START RECORDS PROVIDED

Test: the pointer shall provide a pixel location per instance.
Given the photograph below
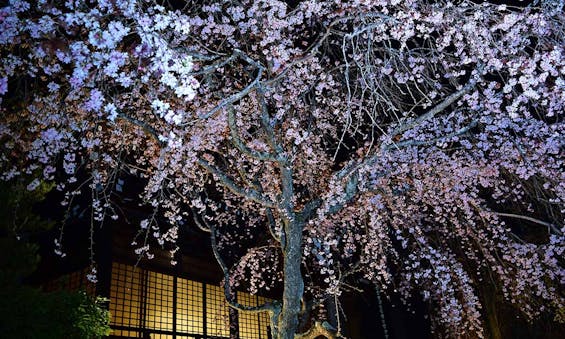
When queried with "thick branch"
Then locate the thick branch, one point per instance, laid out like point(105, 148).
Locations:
point(264, 156)
point(227, 182)
point(440, 107)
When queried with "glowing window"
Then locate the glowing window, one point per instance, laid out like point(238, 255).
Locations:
point(217, 312)
point(163, 306)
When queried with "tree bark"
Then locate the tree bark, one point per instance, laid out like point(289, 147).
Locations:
point(293, 283)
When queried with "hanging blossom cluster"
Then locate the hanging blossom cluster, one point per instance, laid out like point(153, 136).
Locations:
point(413, 145)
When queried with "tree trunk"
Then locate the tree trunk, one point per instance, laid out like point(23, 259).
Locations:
point(293, 283)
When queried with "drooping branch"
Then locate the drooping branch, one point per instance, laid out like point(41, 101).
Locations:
point(550, 227)
point(267, 307)
point(319, 329)
point(241, 94)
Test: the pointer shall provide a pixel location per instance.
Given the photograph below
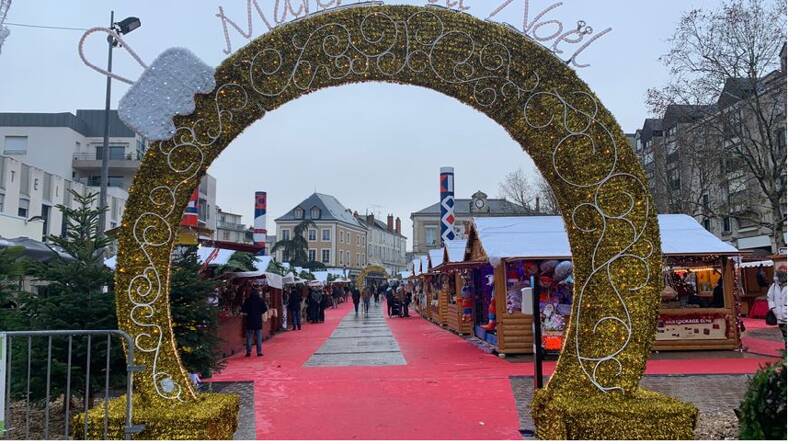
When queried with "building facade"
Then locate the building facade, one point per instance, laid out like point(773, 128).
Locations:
point(337, 239)
point(426, 235)
point(693, 158)
point(386, 245)
point(61, 151)
point(231, 229)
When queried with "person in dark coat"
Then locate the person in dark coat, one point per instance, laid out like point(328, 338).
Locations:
point(294, 308)
point(356, 298)
point(314, 299)
point(253, 308)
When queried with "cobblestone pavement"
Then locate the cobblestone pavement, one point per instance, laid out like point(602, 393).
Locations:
point(359, 340)
point(714, 395)
point(247, 420)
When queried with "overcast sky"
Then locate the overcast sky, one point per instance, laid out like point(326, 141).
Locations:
point(374, 146)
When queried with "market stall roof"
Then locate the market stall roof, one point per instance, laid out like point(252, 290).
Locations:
point(455, 250)
point(756, 264)
point(220, 257)
point(545, 237)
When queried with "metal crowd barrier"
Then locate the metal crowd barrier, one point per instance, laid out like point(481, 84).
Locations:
point(72, 336)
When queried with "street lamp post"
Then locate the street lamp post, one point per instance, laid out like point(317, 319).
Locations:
point(123, 27)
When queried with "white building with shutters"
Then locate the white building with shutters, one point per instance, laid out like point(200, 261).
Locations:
point(45, 154)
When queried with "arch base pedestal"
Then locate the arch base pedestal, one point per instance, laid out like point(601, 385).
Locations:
point(643, 415)
point(212, 416)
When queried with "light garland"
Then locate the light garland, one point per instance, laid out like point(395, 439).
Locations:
point(544, 106)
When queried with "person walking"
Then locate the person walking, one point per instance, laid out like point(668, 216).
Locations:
point(356, 298)
point(253, 309)
point(406, 299)
point(294, 308)
point(776, 297)
point(389, 300)
point(314, 306)
point(366, 299)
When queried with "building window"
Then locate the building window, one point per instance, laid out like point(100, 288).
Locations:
point(16, 145)
point(430, 236)
point(23, 208)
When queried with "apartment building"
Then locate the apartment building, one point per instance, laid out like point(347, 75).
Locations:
point(29, 197)
point(386, 245)
point(426, 221)
point(69, 146)
point(693, 161)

END RECORDS PROVIDED

*EXERCISE*
Print each record exactly as it stands, leaving the images out.

*OUTPUT OF THE EXERCISE*
Test: the pointer shall provide a pixel location per instance.
Given the photograph below
When queried with "thick branch"
Then locate the thick branch, one point per instance, laid out like point(105, 148).
Locations:
point(264, 156)
point(227, 182)
point(440, 107)
When queried with "glowing window"
Then locate the glowing window, one point per instance, laid out like point(238, 255).
Locations:
point(217, 312)
point(163, 306)
When queried with "tree bark"
Then locate the tree bark, one point per instance, laid out like point(289, 147).
Locations:
point(293, 283)
When queried with "hanging blossom cluster"
Then locate the hanging blossom cluster, one point per instance, laid out like point(153, 136).
Locations:
point(413, 145)
When queried with "tree trunk"
Then locate the tree trunk, one point per instance, laid out like point(23, 259).
Locations:
point(293, 283)
When queried with "drooping branch"
Then locate the drooping branch, one point per instance, laid out like point(41, 101).
Locations:
point(550, 227)
point(267, 307)
point(319, 329)
point(241, 94)
Test: the pointer shall provide a pixel location per instance.
Given the photograph below
When queried with "building facade"
Then locate the building facade, one point per instance, laid out like point(773, 128).
Locations:
point(337, 239)
point(426, 235)
point(693, 158)
point(386, 245)
point(61, 151)
point(231, 229)
When queried with "person in dark coat"
Then locate the person in dark coat, one point per instance, laid out like point(328, 338).
Locations:
point(294, 308)
point(356, 298)
point(314, 299)
point(253, 308)
When queried with "cobblestone pavement"
Then locate the cobblestone pavement, one point per instance, laid out like point(602, 393).
Locations:
point(359, 340)
point(714, 395)
point(247, 420)
When queried with "overcast sky"
Then locate the overcast sky, one point per instance, laid out like point(326, 141).
Locations:
point(374, 146)
When queried with "market stall roof"
Then locate the market stall roof, one point per instance, laid out like point(252, 290).
Locations:
point(455, 250)
point(756, 264)
point(220, 257)
point(545, 237)
When queried with "metal crowd barrier"
Then locate the metal crowd barrier, one point per instance, laid out like point(481, 84).
Locations:
point(72, 336)
When queried with "street lamp post"
Then locate the street lamp post, one point per instance, laid out like point(317, 319).
Locations:
point(123, 27)
When queried with "white building with shutters"
Then locate the white building with shutters, one point per instance, laid out like point(200, 261).
Locations:
point(45, 154)
When queried with "arch base pedestal"
Then locate the arch base pedestal, one point per instance, laid out like point(601, 385).
Locations:
point(643, 415)
point(212, 416)
When queried with "light garland"
Then locate the light garland, one point per instance, laid out like point(395, 439).
Locations:
point(544, 106)
When queried with "person walking"
Then locate the person walking, one point per instance, laid out like point(668, 216).
Locations:
point(356, 298)
point(253, 309)
point(406, 299)
point(294, 308)
point(776, 297)
point(389, 300)
point(314, 306)
point(366, 299)
When queried with "building window"
Then locate the building window, one point per instance, laid out like point(100, 288).
Locations:
point(16, 145)
point(430, 236)
point(23, 208)
When queried with "apartment building"
Then locate the apartment building, one point per instance, laid out like point(347, 75).
Locations:
point(29, 197)
point(386, 245)
point(426, 221)
point(69, 146)
point(693, 161)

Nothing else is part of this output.